# What to work on
Retype the listing without any alteration.

[Opening Data extracts section]

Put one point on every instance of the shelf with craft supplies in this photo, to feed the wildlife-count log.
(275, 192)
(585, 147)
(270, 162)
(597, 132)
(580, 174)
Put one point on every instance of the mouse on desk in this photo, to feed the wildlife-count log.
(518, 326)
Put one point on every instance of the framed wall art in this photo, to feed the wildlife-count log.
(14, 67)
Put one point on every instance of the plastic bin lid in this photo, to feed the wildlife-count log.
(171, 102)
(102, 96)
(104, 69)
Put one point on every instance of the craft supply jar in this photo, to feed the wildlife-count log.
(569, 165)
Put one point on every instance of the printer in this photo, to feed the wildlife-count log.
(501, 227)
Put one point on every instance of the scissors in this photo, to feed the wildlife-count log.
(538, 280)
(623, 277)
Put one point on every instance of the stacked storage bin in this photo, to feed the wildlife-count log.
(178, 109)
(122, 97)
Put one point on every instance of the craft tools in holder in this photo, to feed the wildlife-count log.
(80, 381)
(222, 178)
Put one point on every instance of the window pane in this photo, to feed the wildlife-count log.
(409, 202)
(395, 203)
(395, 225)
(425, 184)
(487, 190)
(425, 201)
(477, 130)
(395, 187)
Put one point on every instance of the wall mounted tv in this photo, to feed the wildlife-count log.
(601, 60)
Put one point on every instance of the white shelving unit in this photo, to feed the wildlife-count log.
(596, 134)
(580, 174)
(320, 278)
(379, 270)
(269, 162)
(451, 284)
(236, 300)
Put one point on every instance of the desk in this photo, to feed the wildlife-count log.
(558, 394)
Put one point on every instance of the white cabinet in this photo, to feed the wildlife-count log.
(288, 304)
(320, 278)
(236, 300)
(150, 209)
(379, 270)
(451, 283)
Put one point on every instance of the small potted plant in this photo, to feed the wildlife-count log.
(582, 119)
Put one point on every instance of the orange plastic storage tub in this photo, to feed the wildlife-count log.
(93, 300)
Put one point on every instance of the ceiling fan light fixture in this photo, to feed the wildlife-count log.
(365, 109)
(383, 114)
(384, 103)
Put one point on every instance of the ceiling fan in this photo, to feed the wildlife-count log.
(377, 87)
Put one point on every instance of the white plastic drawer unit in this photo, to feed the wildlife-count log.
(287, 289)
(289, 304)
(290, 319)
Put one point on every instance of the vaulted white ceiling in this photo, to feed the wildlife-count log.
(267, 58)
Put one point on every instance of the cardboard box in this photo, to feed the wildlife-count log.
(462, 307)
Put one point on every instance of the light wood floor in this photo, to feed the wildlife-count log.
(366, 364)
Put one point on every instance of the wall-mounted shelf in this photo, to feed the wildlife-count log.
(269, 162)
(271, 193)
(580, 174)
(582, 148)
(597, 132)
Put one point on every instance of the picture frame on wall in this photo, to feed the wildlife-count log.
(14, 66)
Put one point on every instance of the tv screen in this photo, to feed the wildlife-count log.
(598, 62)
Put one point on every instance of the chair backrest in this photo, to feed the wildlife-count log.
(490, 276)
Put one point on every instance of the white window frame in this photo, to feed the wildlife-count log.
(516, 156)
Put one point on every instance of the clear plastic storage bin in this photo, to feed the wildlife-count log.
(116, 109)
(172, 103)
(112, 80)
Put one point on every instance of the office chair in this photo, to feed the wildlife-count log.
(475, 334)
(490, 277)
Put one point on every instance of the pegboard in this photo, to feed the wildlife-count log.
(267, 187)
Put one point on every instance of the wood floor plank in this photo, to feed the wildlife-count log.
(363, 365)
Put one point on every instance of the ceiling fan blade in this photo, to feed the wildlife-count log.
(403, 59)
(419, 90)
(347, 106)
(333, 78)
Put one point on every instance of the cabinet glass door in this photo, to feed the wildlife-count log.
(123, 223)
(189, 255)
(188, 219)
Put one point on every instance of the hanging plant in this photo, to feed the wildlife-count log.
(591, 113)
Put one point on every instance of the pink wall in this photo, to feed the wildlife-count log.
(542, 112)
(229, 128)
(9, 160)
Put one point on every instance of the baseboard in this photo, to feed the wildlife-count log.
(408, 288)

[Closing Data extracts section]

# Written response
Put one point on every instance of the shelf with craft supplies in this photo, to feed the wildlife-count log.
(275, 192)
(585, 147)
(270, 162)
(597, 132)
(580, 174)
Put one point on every instance of the mouse on desk in this photo, to feed the wildlife-count log.
(518, 326)
Put one point on every instance of the framed wall art in this photo, to feed the wildlife-count log.
(14, 67)
Put one point on every instance of the plastic bin lid in this photo, to feed the wildlife-count log.
(171, 102)
(102, 96)
(104, 69)
Put one point on every instance of the craft supply jar in this photo, to feed the wildlife-count log.
(569, 165)
Put one point on every instance of the printer in this photo, to feed the wildlife-count log.
(501, 227)
Put one point on every instance of the scissors in this photo, to feed the wildlife-count log.
(538, 280)
(623, 277)
Put one point on every instance of the stacked storage bin in this photo, to feed the wildlife-count log.
(178, 109)
(122, 97)
Put one point on every instance of the craft tools in holder in this photo, to feed the wildlife-count log.
(80, 381)
(222, 178)
Put one point on every instance of the window pane in this photo, to feed the wildlife-count log.
(409, 202)
(395, 203)
(395, 225)
(425, 184)
(487, 190)
(425, 201)
(477, 130)
(395, 187)
Put one point on every instance of the wall mounted tv in this photo, to feed the wildlife-count log.
(601, 60)
Put one point on every instance of the white shelving unit in this photo, to feed the wildlife-count log.
(596, 134)
(580, 174)
(320, 278)
(379, 270)
(269, 162)
(451, 284)
(236, 300)
Put one point on every instance of the desk in this photo, to feed the wildlife-count log.
(558, 394)
Put one point on every instance of the white cabinet in this photo, to feed the wildlife-count log.
(288, 304)
(320, 278)
(236, 300)
(150, 209)
(379, 270)
(451, 283)
Put one point on every instance of the small potted plant in this photo, to feed the wildlife-count log.
(582, 119)
Put one point on every instance of the orange plastic storage tub in this photo, to feed the wildlife-count log.
(93, 300)
Put one point on every instance of the ceiling fan light fixture in this photo, to feed the wildlife-count log.
(365, 109)
(383, 114)
(384, 103)
Put one point on every instance of the ceiling fan in this photo, to feed the wildlife-count log.
(377, 87)
Put one point on every instance of the white plastic drawer unit in this photo, to feed the wildlife-count log.
(287, 289)
(289, 304)
(290, 319)
Put one point on every instance of the vaulted white ceiling in this photo, to feed the wildlife-count log.
(267, 58)
Put one point on every instance of the cardboard box in this photo, to feed the wildlife-count log.
(462, 307)
Put one point on every instance of the light wood floor in this photo, to feed the wildlife-count log.
(366, 364)
Put one point on every instance of the wall-mounted shelf in this photo, to feed the wildlife-count log.
(269, 162)
(271, 193)
(580, 174)
(582, 148)
(597, 132)
Put one point on every instance of the picture frame on wall in this photo, to feed the wildlife-count log.
(14, 66)
Put one point on every instance of the tv screen in this photo, to feed the wildlife-count log.
(598, 62)
Put one point on every instance of the chair backrest in this photo, to feed the wildlife-count log.
(490, 276)
Put one point on every instance of the white window frame in this photo, to feed the wildlife-count log.
(516, 156)
Put one point on every instance of the clear plastic storage bin in this photo, to feed the wildlife-count log.
(116, 109)
(172, 103)
(112, 80)
Put one point on every instance of the office chair in this photo, to feed the wildlife-count log.
(475, 334)
(490, 277)
Put one point on every instance of the pegboard in this photo, to feed the wildlife-count log.
(267, 187)
Put one point on every instance of the wood floor plank in this photo, to feed the wildlife-count log.
(363, 365)
Put one point on every instance of the ceiling fan blade in this photo, to feed the wildlife-count log.
(403, 59)
(419, 90)
(347, 106)
(333, 78)
Put one point on every instance of the cabinet glass door in this photo, to feed the wildlife-count log.
(123, 223)
(189, 255)
(188, 219)
Put one point on every instance of the hanging plant in this photo, to feed the wildlife-count log.
(591, 113)
Put one point on every instance of the pink wall in this photo, to feed the wildlife-count log.
(542, 112)
(229, 128)
(9, 160)
Put one point on every instance of the baseboard in this photo, to feed the wildlife-count log.
(408, 288)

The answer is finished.